» SELECTED EXTRACT:
UNITED24 - Make a charitable donation in support of Ukraine!

Weapons of Mass Destruction (WMD)

SLUG: 3-530 Joseph Cirincione
DATE:
NOTE NUMBER:/b>

DATE=FEBRUARY 11, 2003

TYPE=INTERVIEW TRANSCRIPT

TITLE=JOSEPH CIRINCIONE

NUMBER=3-530

BYLINE=TOM CROSBY

DATELINE=WASHINGTON

INTERNET=

/// Editors: This interview is available in Dalet under SOD/English News Now Interviews in the folder for today or yesterday ///

HOST: The U-S State Department says it has "grave concerns" that Iran's nuclear program is actually a pretext for pursuing nuclear weapons. Spokesman Richard Boucher says Iran's admission to mining its own uranium raises serious questions whether its nuclear program is peaceful. Sunday, Iran's President Mohammed Khatami said his country is extracting uranium from a newly discovered mine and is building two plants to convert it into fuel for nuclear power.

Joseph Cirincione (sir-inn-see-oh-nee) is among those who find this to be a very troubling development and a further indicator the United States may find itself confronting several nuclear crises in the months ahead. He is with the Nuclear Non-Proliferation Project at the Carnegie Endowment for International Peace. He tells VOA's Tom Crosby the Iranian claim to have discovered uranium worries him:

MR. CIRINCIONE: Absolutely. This fits in with recent disclosures that Iran was planning to build or is in the process of building two previously unknown facilities connected with its nuclear complex -- one a uranium enrichment facility, what you need to take uranium and enrich it to the point that it can become either nuclear fuel or nuclear bomb material; and the second is a reprocessing facility apparently, what you need to take the uranium rods that have gone through a reactor and extract the plutonium from them, which then could be used in a bomb.

» COMPLETE THE FOLLOWING:
**1.** Return the part of the Iran nuclear interview above from "BYLINE=TOM CROSBY" to "for nuclear power.", copied word for word.
**2.** Write the next part of the interview on Iran's nuclear program, starting right after its last sentence.

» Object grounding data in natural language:
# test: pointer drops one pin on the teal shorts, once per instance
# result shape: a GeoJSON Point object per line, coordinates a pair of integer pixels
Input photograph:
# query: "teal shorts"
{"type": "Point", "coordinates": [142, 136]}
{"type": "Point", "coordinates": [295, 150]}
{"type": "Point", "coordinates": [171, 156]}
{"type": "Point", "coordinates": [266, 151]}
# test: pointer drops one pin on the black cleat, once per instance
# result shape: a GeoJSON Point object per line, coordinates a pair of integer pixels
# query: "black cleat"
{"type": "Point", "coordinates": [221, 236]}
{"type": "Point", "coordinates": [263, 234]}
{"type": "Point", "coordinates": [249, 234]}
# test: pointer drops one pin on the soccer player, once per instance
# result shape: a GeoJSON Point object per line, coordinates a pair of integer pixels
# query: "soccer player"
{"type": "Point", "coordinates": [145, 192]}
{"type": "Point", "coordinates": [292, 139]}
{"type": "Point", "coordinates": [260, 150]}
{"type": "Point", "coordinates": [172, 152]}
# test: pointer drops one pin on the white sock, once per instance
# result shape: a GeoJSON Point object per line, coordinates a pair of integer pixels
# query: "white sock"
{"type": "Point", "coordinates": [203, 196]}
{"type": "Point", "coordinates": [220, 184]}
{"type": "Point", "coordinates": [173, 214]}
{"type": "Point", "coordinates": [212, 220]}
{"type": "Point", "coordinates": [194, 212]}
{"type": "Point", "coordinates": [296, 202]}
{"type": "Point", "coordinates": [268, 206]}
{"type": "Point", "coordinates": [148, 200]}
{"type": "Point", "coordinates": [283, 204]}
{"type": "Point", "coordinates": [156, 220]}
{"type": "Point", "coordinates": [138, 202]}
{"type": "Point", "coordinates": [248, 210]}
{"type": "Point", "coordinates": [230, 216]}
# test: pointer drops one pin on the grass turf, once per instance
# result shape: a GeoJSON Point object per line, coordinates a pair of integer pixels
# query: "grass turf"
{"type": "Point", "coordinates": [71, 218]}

» ANSWERS BY TASK:
**1.**
BYLINE=TOM CROSBY

DATELINE=WASHINGTON

INTERNET=

/// Editors: This interview is available in Dalet under SOD/English News Now Interviews in the folder for today or yesterday ///

HOST: The U-S State Department says it has "grave concerns" that Iran's nuclear program is actually a pretext for pursuing nuclear weapons. Spokesman Richard Boucher says Iran's admission to mining its own uranium raises serious questions whether its nuclear program is peaceful. Sunday, Iran's President Mohammed Khatami said his country is extracting uranium from a newly discovered mine and is building two plants to convert it into fuel for nuclear power.

**2.**
Now, all of this is technically legal. They're allowed to do this under the Non-Proliferation Treaty, as part of a peaceful civilian nuclear program, a power program. But what it means is that Iran will quickly -- that is, over the next five years or so -- develop both the expertise and the technology necessary for the construction of nuclear weapons.

MR. CROSBY: Is this to say then that we have two neighbors in the Middle East, Iran and Iraq, both with nuclear ambitions?

MR. CIRINCIONE: There is no question that Iran has nuclear ambitions. They have not pursued a dedicated nuclear weapons program the way Iraq had or Israel had or Pakistan had, but they are definitely acquiring the expertise and the technology. And that could be turned towards a nuclear weapons program in the future.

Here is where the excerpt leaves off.